__WORK REQUIRED__. Please find the lines in the entries below that contain the word "window", and copy each one.

[Text-to-region grounding data]
----

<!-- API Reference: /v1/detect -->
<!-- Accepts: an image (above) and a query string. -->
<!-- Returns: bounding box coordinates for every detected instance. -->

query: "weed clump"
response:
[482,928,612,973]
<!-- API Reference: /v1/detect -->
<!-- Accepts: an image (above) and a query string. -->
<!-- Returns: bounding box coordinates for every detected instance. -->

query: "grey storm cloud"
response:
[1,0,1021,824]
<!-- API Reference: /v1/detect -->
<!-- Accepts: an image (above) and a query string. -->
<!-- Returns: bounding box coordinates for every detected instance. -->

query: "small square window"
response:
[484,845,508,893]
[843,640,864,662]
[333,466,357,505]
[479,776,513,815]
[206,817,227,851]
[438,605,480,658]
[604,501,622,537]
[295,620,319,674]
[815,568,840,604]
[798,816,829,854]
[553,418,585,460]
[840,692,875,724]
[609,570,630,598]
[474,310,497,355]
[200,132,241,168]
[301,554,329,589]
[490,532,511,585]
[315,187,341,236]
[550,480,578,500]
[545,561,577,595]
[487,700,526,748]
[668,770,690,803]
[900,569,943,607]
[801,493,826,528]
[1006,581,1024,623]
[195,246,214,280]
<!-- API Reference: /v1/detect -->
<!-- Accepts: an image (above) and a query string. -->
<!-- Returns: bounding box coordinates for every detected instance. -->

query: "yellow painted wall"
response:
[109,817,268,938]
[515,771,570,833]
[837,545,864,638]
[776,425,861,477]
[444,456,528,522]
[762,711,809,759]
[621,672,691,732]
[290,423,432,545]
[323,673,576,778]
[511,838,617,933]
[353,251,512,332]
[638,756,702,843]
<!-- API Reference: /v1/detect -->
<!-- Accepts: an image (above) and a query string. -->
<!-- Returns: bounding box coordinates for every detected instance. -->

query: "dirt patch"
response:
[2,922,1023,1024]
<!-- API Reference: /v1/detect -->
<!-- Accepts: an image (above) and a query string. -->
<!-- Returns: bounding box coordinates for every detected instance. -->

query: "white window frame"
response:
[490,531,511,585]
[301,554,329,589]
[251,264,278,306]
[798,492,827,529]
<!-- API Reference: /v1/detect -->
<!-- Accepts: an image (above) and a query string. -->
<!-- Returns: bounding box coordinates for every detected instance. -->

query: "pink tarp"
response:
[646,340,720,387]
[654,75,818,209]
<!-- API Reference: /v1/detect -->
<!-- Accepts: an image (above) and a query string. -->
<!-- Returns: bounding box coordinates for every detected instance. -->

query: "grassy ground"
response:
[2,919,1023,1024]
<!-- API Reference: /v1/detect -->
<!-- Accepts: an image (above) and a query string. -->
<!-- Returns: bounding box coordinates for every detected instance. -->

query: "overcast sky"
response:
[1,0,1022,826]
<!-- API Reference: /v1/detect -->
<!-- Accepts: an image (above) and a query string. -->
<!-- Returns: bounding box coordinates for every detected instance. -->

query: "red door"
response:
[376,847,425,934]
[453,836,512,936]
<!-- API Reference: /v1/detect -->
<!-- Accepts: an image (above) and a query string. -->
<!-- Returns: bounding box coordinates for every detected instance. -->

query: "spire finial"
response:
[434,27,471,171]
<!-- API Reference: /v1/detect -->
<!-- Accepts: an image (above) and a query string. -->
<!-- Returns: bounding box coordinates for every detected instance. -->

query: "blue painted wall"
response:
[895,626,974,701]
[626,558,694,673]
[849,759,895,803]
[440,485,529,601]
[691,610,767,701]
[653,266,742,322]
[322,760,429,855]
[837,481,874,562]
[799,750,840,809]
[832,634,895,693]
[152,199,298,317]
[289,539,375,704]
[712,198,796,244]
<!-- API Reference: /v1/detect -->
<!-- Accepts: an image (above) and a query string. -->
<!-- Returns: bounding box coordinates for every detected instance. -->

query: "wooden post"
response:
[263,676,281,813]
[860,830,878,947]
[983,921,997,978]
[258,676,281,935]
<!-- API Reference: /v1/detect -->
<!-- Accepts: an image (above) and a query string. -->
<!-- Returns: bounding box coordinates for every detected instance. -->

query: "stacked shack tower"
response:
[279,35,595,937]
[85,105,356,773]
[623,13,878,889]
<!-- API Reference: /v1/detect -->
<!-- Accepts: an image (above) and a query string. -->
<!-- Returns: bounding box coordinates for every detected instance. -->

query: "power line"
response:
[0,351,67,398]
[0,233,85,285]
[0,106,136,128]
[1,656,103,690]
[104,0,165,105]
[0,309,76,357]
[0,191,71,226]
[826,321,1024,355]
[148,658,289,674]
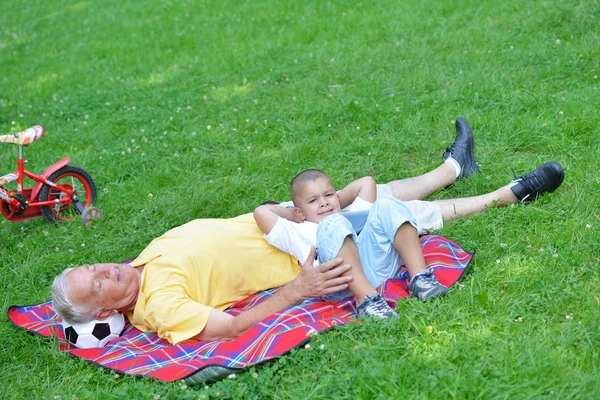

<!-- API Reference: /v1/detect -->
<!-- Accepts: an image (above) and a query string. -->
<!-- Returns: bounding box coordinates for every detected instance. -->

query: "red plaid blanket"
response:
[8,235,473,385]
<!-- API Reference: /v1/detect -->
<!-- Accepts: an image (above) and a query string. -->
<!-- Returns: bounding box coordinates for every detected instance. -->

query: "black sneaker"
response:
[442,117,479,179]
[510,162,564,202]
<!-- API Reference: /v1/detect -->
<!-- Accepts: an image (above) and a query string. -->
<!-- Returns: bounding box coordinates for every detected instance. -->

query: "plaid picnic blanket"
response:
[8,235,473,385]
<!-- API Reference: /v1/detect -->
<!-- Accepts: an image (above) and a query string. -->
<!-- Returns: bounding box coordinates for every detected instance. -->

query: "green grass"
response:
[1,0,599,398]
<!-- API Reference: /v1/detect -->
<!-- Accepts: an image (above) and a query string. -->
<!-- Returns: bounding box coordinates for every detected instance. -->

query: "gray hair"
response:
[51,267,99,324]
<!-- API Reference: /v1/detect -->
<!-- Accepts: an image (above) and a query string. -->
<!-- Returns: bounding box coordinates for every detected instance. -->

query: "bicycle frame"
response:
[0,142,73,221]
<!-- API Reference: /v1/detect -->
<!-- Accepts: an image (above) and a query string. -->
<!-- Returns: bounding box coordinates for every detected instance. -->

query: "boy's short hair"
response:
[290,169,333,204]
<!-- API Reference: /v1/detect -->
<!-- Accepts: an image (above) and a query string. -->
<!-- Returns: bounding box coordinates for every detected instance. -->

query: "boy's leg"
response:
[317,214,397,319]
[358,197,448,301]
[334,236,379,303]
[393,222,449,301]
[384,118,478,201]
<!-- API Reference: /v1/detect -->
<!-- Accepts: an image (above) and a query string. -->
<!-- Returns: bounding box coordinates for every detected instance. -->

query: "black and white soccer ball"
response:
[62,313,125,349]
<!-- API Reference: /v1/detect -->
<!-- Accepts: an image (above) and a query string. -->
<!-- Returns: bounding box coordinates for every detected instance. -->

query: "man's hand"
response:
[287,247,352,302]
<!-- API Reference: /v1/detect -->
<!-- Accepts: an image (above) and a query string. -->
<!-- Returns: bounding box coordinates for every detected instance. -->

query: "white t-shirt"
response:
[264,197,373,266]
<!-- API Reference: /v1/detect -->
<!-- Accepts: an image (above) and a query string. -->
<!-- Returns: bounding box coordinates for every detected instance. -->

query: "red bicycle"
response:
[0,125,97,223]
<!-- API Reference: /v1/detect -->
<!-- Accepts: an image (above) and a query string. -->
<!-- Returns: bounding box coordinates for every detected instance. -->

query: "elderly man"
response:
[51,118,564,344]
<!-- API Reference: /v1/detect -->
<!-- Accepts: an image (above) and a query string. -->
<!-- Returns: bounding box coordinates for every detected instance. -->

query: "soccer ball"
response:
[62,312,125,349]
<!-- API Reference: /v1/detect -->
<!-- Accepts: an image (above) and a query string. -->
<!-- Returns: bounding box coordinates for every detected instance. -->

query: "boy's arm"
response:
[253,204,304,234]
[337,176,377,209]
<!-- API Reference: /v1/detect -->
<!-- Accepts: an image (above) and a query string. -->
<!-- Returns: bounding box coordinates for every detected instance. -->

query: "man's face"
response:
[65,263,141,319]
[295,177,341,223]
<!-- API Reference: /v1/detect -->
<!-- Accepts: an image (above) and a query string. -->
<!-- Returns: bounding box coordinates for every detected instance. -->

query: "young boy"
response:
[253,169,449,320]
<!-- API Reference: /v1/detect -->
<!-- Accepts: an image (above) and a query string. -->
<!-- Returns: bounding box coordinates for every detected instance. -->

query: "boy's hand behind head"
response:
[281,206,305,223]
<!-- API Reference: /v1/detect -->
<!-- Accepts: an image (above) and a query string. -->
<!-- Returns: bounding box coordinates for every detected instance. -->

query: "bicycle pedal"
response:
[81,206,103,227]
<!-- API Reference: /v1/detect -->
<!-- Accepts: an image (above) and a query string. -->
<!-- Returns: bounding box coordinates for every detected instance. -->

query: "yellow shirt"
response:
[128,213,300,344]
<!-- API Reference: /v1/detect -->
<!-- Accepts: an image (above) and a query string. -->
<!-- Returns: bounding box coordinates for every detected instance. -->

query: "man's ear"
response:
[293,207,305,221]
[96,309,117,321]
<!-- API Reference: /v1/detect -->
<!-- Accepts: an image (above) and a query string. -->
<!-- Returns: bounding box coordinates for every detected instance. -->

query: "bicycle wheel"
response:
[39,165,97,223]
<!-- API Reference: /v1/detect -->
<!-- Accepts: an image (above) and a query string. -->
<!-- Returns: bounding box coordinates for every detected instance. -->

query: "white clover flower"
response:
[305,330,317,337]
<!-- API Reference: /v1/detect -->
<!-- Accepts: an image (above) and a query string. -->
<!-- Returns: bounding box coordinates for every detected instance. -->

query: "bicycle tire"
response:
[39,165,97,223]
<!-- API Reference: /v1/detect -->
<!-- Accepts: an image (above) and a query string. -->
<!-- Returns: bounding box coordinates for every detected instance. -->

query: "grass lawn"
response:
[1,0,599,398]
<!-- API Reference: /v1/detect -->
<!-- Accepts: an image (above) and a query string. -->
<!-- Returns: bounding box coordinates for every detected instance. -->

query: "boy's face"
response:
[294,177,341,223]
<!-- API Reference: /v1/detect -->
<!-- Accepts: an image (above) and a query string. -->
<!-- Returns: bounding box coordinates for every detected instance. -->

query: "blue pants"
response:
[316,197,417,299]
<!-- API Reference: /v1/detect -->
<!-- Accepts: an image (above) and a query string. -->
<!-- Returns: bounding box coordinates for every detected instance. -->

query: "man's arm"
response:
[194,247,352,341]
[337,176,377,209]
[254,204,304,234]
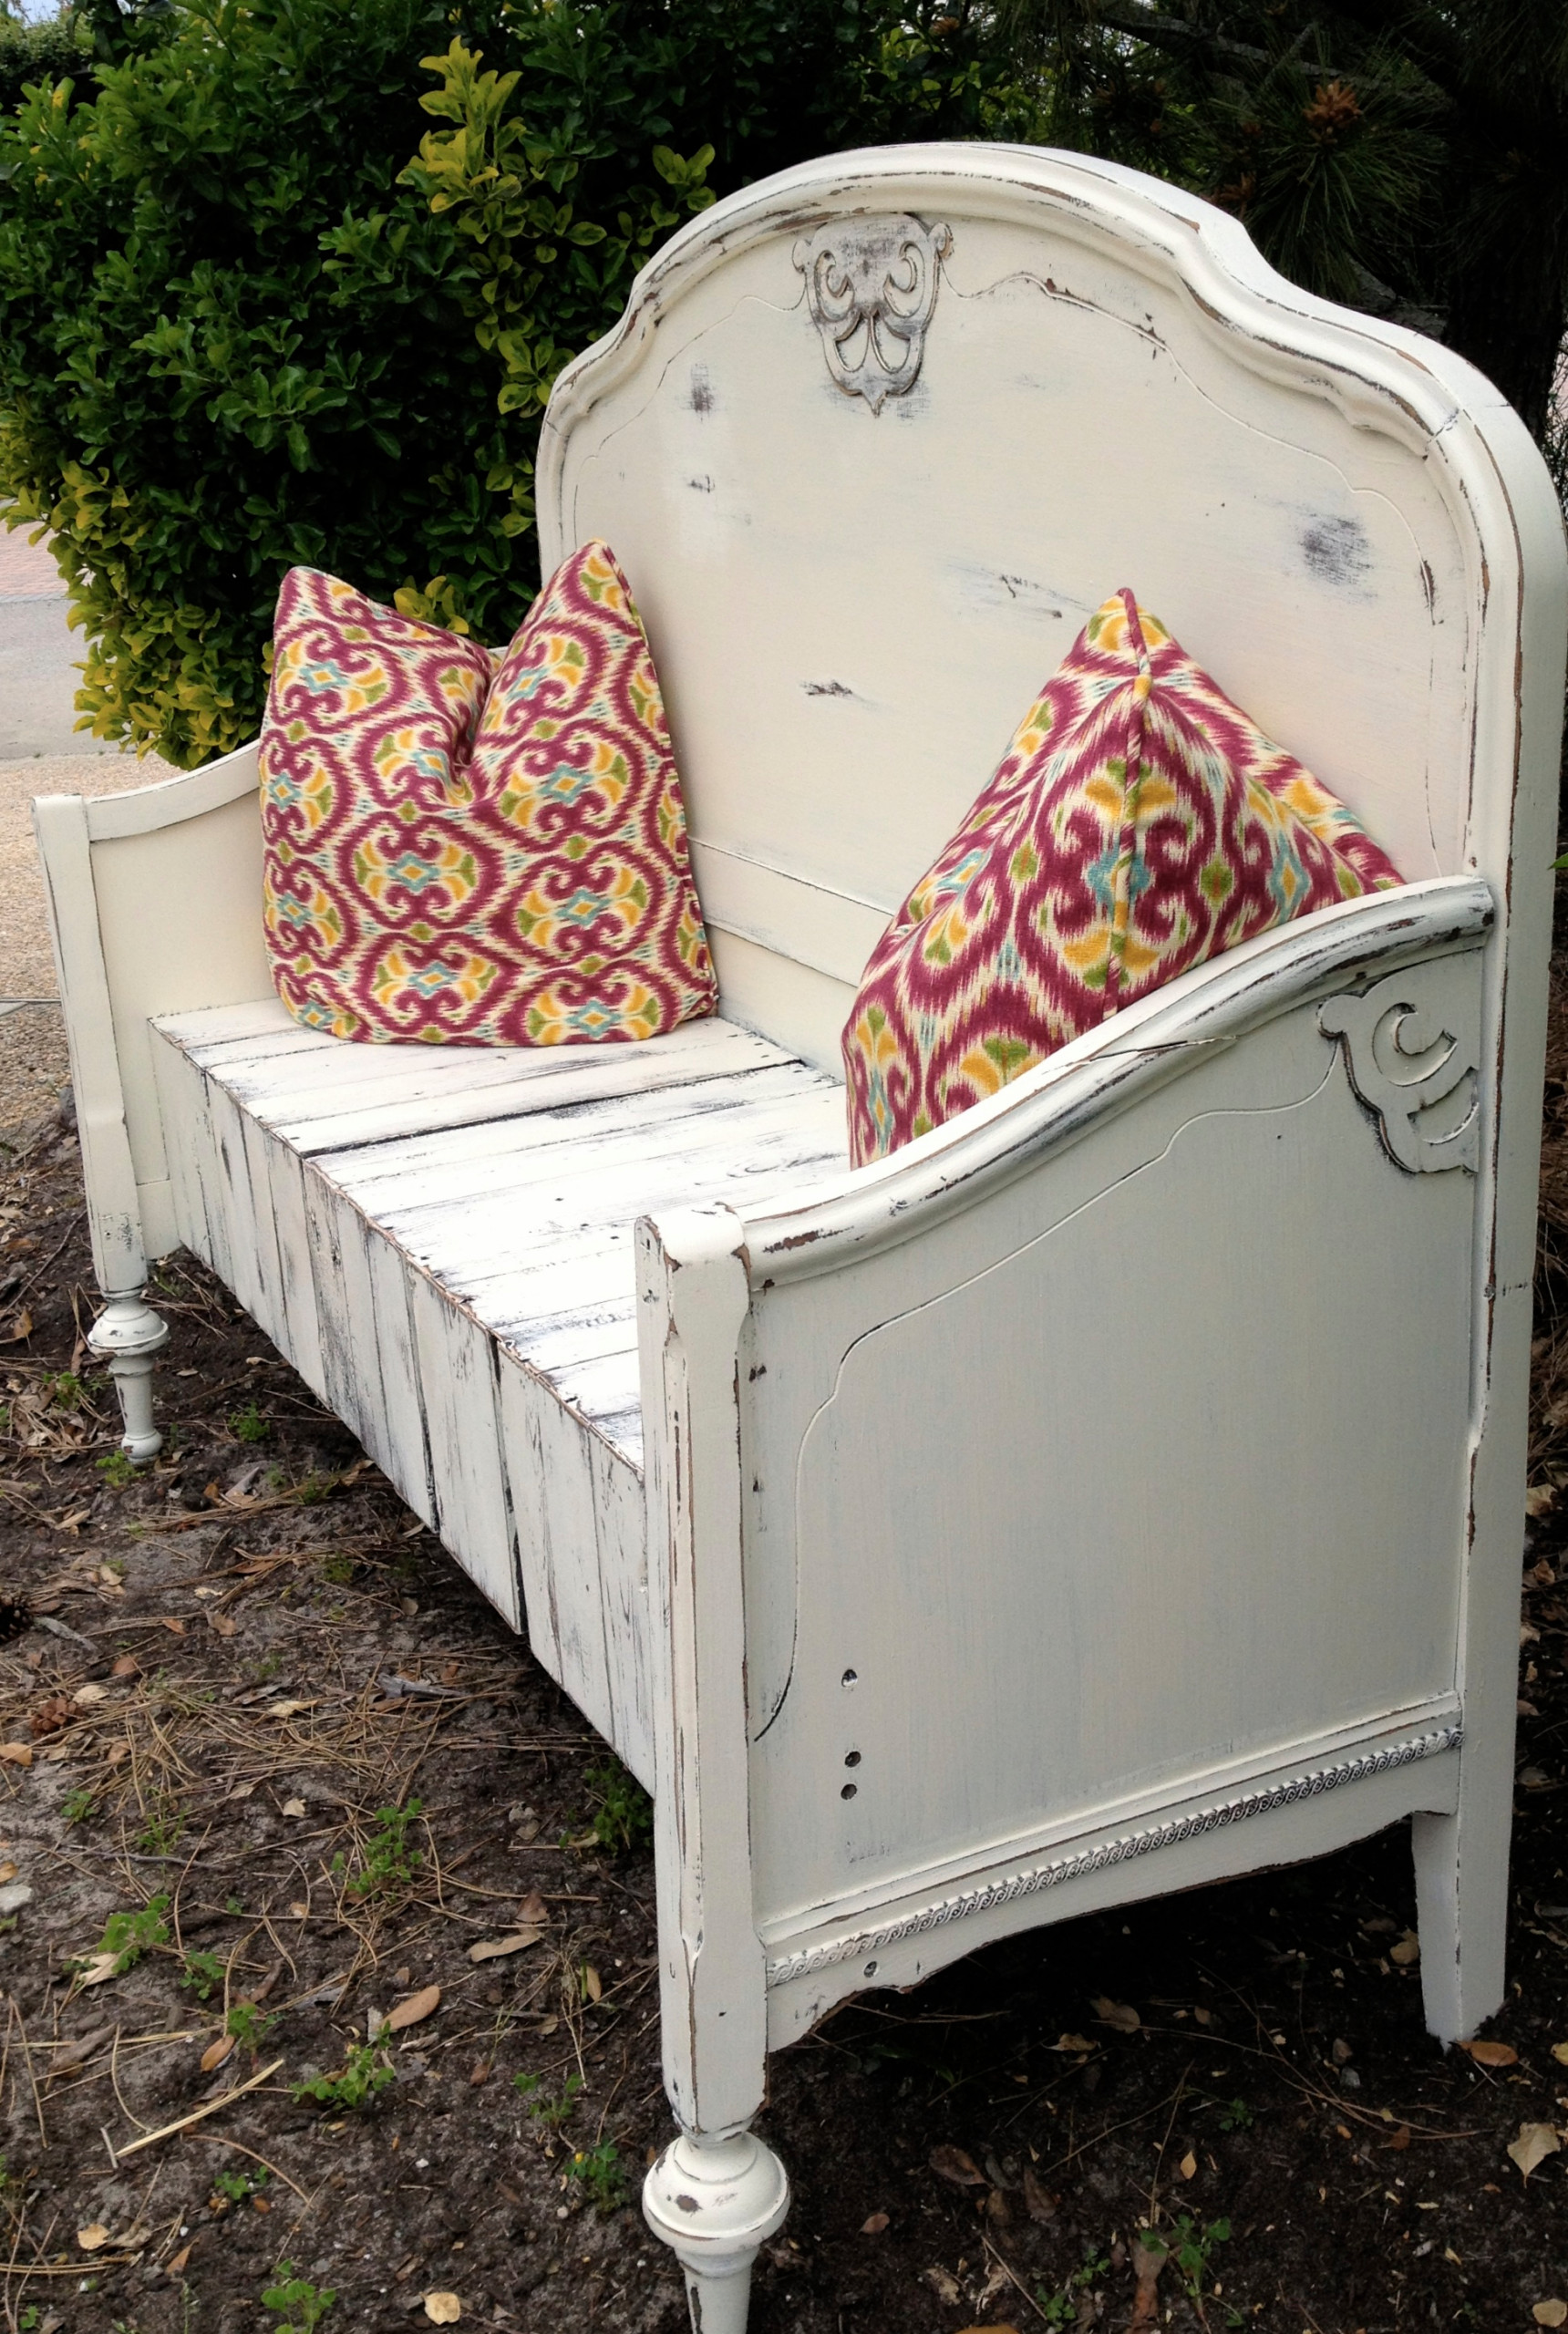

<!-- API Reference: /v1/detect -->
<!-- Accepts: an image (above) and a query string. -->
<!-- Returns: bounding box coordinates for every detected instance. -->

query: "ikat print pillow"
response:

----

__TASK RESPONSE__.
query: "small square window"
query: "white window frame"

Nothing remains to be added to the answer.